▶ [WHAT NEEDS TO BE DONE] Reproduce the records with each "segment" swapped for "outline" and everything else left as it is. Omit the pictures from your answer.

▶ [DATA PROVIDED]
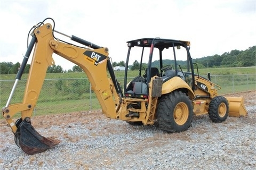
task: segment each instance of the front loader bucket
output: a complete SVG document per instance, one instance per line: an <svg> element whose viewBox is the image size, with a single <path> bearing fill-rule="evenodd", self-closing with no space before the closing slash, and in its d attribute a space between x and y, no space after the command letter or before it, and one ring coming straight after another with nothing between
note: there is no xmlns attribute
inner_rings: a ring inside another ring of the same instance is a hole
<svg viewBox="0 0 256 170"><path fill-rule="evenodd" d="M61 141L53 138L46 138L36 131L30 122L23 121L15 133L16 144L28 155L42 152Z"/></svg>
<svg viewBox="0 0 256 170"><path fill-rule="evenodd" d="M243 97L225 97L229 106L229 116L243 117L247 115L247 111L244 106Z"/></svg>

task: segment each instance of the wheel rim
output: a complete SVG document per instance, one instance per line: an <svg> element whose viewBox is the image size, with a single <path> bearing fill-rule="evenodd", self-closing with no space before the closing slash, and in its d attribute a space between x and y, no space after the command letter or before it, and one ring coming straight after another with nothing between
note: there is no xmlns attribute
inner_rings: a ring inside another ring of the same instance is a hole
<svg viewBox="0 0 256 170"><path fill-rule="evenodd" d="M219 106L218 110L219 112L219 115L221 117L224 117L227 112L227 106L225 103L221 103L220 106Z"/></svg>
<svg viewBox="0 0 256 170"><path fill-rule="evenodd" d="M189 115L188 107L183 102L178 103L174 108L173 118L178 125L183 125L188 120Z"/></svg>

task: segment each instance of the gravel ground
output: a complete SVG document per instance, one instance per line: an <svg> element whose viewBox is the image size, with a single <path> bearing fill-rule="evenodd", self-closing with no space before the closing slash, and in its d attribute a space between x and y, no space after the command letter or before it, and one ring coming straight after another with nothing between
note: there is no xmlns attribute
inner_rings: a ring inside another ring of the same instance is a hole
<svg viewBox="0 0 256 170"><path fill-rule="evenodd" d="M16 146L2 119L0 170L256 169L256 91L236 95L245 98L248 116L220 123L195 116L179 133L131 126L100 110L36 116L32 123L41 134L62 142L32 156Z"/></svg>

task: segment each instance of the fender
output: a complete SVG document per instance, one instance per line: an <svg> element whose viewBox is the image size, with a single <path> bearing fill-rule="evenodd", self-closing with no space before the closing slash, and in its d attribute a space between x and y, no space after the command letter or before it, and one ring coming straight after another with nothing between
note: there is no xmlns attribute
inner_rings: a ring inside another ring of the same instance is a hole
<svg viewBox="0 0 256 170"><path fill-rule="evenodd" d="M186 89L190 97L195 97L195 94L186 82L178 76L174 76L163 83L162 95L169 94L179 89Z"/></svg>

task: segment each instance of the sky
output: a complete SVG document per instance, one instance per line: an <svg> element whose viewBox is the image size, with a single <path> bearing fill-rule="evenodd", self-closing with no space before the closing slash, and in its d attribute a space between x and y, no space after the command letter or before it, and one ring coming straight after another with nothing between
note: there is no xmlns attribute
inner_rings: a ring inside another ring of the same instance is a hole
<svg viewBox="0 0 256 170"><path fill-rule="evenodd" d="M55 30L108 47L117 63L126 41L142 38L190 41L193 58L256 45L256 0L0 0L0 62L21 63L29 31L49 17ZM53 57L67 71L75 65Z"/></svg>

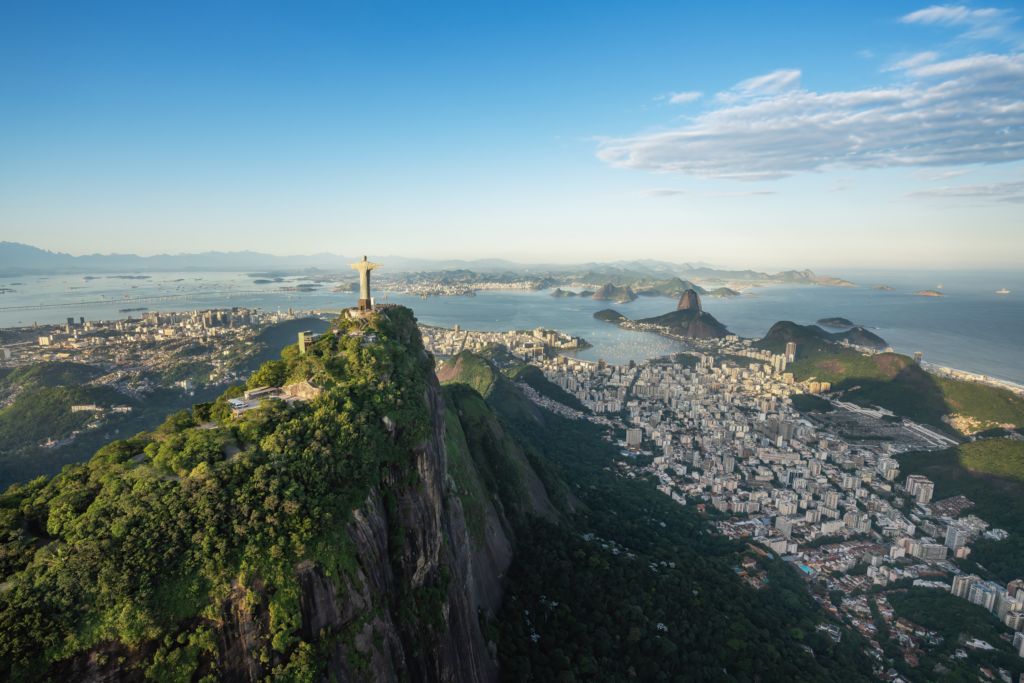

▶ [ANSWER IN FULL]
task: outline each instance of the front loader bucket
output: a complete SVG document per instance, one instance per line: an <svg> element whose viewBox is the image size, with a single <path> bearing fill-rule="evenodd", self-closing with no space before the closing slash, and in its d attribute a space between x and y, no space after the command letter or before it, and one ring coming straight after another with nothing between
note: there is no xmlns attribute
inner_rings: a ring inside another ring of the same instance is a hole
<svg viewBox="0 0 256 170"><path fill-rule="evenodd" d="M61 141L53 138L46 138L36 131L30 122L23 121L15 133L16 144L28 155L42 152Z"/></svg>
<svg viewBox="0 0 256 170"><path fill-rule="evenodd" d="M243 97L225 97L229 106L229 116L243 117L247 115L247 111L244 106Z"/></svg>

task: outline each instance of the wheel rim
output: a complete SVG document per instance, one instance per line: an <svg> element whose viewBox is the image size, with a single <path> bearing fill-rule="evenodd", self-closing with no space before the closing slash, and in its d attribute a space between x and y, no space after the command letter or before it, and one ring coming straight after another with nothing between
note: there is no xmlns attribute
inner_rings: a ring inside another ring of the same instance is a hole
<svg viewBox="0 0 256 170"><path fill-rule="evenodd" d="M219 106L218 110L219 112L219 115L221 117L224 117L227 112L227 106L225 103L221 103L220 106Z"/></svg>
<svg viewBox="0 0 256 170"><path fill-rule="evenodd" d="M189 115L188 107L183 102L178 103L174 108L173 118L178 125L183 125L188 120Z"/></svg>

task: outline each instance of the gravel ground
output: a complete SVG document per instance, one instance per line: an <svg> element whose viewBox is the image size, with a single <path> bearing fill-rule="evenodd", self-closing with no space before the closing slash, and in its d attribute a space between x and y, no space after the command letter or before it, and one ring coming straight after another with nothing between
note: there is no xmlns attribute
inner_rings: a ring inside another ring of the same instance is a hole
<svg viewBox="0 0 256 170"><path fill-rule="evenodd" d="M16 146L2 119L0 170L256 169L256 91L236 95L245 98L248 116L220 123L195 116L179 133L131 126L100 110L36 116L32 123L41 134L62 142L32 156Z"/></svg>

task: outline each instance of the fender
output: a complete SVG document per instance, one instance per line: an <svg> element whose viewBox is the image size, with a single <path> bearing fill-rule="evenodd", self-closing with no space before the closing slash, and in its d attribute a space between x and y, no space after the command letter or before it, and one ring coming straight after another with nothing between
note: there is no xmlns attribute
inner_rings: a ring inside another ring of the same instance is a hole
<svg viewBox="0 0 256 170"><path fill-rule="evenodd" d="M186 89L190 97L195 97L195 94L186 82L178 76L174 76L163 83L162 95L169 94L179 89Z"/></svg>

task: outline each instance of the sky
output: a complete SVG document per instance, one instance per line: an <svg> element whose viewBox is the image size, with a single <path> bearing fill-rule="evenodd", self-closing with no space before the closing slash, and in its d attribute a space between x and y, no space after the command letter or before it, and one ring coming straight after another with nothing between
note: there is no xmlns attribute
inner_rings: a ring inside another ring of the same instance is a hole
<svg viewBox="0 0 256 170"><path fill-rule="evenodd" d="M55 30L108 47L117 63L126 41L142 38L190 41L193 58L256 45L256 0L0 0L0 62L21 63L29 31L49 17ZM53 57L67 71L75 65Z"/></svg>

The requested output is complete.